What the task requires
Repeat all the data that appears below, keeping it exact.

Data listing
◆ ◆ ◆ ◆ ◆ ◆ ◆
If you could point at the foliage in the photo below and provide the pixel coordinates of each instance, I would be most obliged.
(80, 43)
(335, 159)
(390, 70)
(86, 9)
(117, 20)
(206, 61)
◆ ◆ ◆ ◆ ◆ ◆ ◆
Answer for this exercise
If you could point at the foliage in the photo below and provide the pixel coordinates of each instance, I would be most obliged.
(80, 43)
(335, 159)
(390, 70)
(86, 9)
(117, 20)
(206, 61)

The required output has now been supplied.